**Aim of the task**:
Collect every line of the rows below that contains the string "door", and copy each one out. Case counts.
===== Records to process
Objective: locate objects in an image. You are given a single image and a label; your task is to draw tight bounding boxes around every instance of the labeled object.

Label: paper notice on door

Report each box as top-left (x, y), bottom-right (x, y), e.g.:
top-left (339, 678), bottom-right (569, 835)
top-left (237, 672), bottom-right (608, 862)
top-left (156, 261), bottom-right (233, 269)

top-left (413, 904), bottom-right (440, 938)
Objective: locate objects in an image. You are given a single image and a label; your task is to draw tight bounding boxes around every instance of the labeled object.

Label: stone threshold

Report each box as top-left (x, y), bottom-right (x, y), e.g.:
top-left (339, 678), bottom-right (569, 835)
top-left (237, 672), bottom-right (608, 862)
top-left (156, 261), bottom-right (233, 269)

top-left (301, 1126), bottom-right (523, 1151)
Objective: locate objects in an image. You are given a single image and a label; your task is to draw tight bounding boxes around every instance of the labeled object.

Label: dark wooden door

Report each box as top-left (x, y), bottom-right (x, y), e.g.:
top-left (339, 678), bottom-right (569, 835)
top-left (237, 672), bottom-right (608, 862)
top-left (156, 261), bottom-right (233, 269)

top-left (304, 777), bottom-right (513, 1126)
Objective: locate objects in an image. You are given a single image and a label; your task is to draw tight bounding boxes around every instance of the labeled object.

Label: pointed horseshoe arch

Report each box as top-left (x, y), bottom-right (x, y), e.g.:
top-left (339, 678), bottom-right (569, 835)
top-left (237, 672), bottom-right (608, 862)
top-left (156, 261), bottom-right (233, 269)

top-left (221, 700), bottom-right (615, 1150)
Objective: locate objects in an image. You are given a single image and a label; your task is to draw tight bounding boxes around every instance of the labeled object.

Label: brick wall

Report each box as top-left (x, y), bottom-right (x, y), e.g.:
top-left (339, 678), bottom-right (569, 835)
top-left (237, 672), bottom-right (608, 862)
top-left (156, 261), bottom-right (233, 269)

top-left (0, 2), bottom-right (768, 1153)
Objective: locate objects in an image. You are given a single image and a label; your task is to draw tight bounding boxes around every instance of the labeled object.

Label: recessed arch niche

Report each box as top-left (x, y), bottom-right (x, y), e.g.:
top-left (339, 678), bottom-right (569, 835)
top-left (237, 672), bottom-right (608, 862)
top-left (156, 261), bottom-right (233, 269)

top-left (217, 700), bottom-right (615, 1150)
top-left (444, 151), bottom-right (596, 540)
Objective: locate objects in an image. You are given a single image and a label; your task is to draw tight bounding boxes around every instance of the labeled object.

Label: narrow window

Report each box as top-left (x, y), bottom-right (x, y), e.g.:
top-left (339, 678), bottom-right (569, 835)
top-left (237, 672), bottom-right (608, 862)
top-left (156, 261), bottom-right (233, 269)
==========
**Correct answer**:
Label: paper notice on door
Label: dark wooden door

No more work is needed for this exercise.